- [TEXTO DA PÁGINA]
★ ★ ★
“Y – O Último Homem” e a praga do binarismo de gênero

“Y – O Último Homem” e a praga do binarismo de gênero

Criado por Brian K. Vaughan (“Ex Machina”, “Saga”) e co-criado e desenhado por Pia Guerra, o quadrinho “Y – O Último Homem” foi publicado originalmente pela Vertigo Press, entre setembro de 2002 e março de 2008, nos Estados Unidos, em 60 capítulos. No Brasil, a série foi lançada integralmente pela Panini Comics, a partir do segundo semestre de 2009.

Y – O Último Homem” apresenta um cenário apocalíptico em que todos os seres de cromossomo Y foram dizimados simultânea e instantaneamente por uma espécie de praga de origem desconhecida, à exceção de Yorick Brown, um jovem adulto desempregado e seu recém-adquirido macaco de estimação, Ampersand.

A partir daí, Yorick e seu macaco se veem com a responsabilidade de garantir o futuro da espécie humana e, escoltados pela agente 355, juntam-se à bioengenheira especialista em clonagem Dra. Allison Mann para ajudarem-na em suas pesquisas sobre a praga e dar início ao projeto de clonagem para o repovoamento da população masculina do planeta.

AVISO: Contém pequenas revelações que não estragam o prazer da leitura

Gênero no universo de “Y – O Último Homem”

Y - O Último Homem

O universo da história de “Y – O Último Homem“, espelho do nosso, é patriarcal e profundamente marcado por um binarismo de gênero, em que só há a possibilidade de gênero masculino e feminino e estes são obrigatoriamente correspondentes ao sexo biológico e que, dentre suas manifestações, têm na função social do gênero a mais palpável. Nessa lógica, a figura masculina (e, portanto, do homem) ocupa posições e carreiras relativas a suas ditas “características inatas”, como ativa, líder, provedora, dentre outros, e a figura feminina (e da mulher) exerce papéis e carreiras relacionados à submissão, cuidado, delicadeza e tudo o mais que não caiba no masculino.
★ ★ ★
- [DADOS REGISTRADOS]
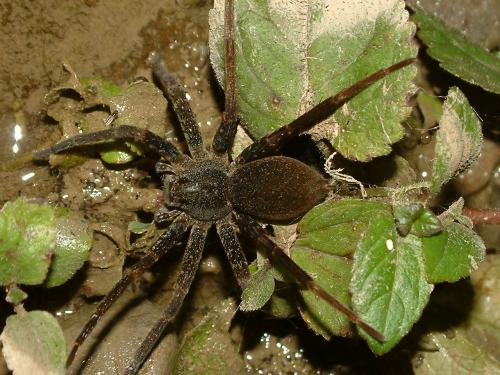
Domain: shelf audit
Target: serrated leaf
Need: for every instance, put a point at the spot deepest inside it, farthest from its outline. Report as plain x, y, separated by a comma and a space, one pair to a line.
★ ★ ★
- [INSTRUÇÕES]
1. Repita do texto da página tudo o que vai de "Y - O Último" até "caiba no masculino.".
2. Segundo o texto da página, que editora lançou a série integralmente no Brasil?
3. Reescreva em forma de lista o parágrafo do texto da página que começa com "O universo da história", mantendo seus fatos principais.

- [RESPOSTAS]
1.
Y - O Último Homem

O universo da história de “Y – O Último Homem“, espelho do nosso, é patriarcal e profundamente marcado por um binarismo de gênero, em que só há a possibilidade de gênero masculino e feminino e estes são obrigatoriamente correspondentes ao sexo biológico e que, dentre suas manifestações, têm na função social do gênero a mais palpável. Nessa lógica, a figura masculina (e, portanto, do homem) ocupa posições e carreiras relativas a suas ditas “características inatas”, como ativa, líder, provedora, dentre outros, e a figura feminina (e da mulher) exerce papéis e carreiras relacionados à submissão, cuidado, delicadeza e tudo o mais que não caiba no masculino.

2. A Panini Comics, a partir do segundo semestre de 2009.

3.
- O universo da história espelha o nosso: é patriarcal e marcado por um binarismo de gênero.
- Nesse binarismo, só existem os gêneros masculino e feminino, obrigatoriamente correspondentes ao sexo biológico.
- A função social do gênero é a manifestação mais palpável desse binarismo.
- A figura masculina ocupa posições e carreiras ligadas a supostas "características inatas", como ser ativa, líder e provedora.
- A figura feminina exerce papéis e carreiras ligados à submissão, ao cuidado, à delicadeza e a tudo o que não cabe no masculino.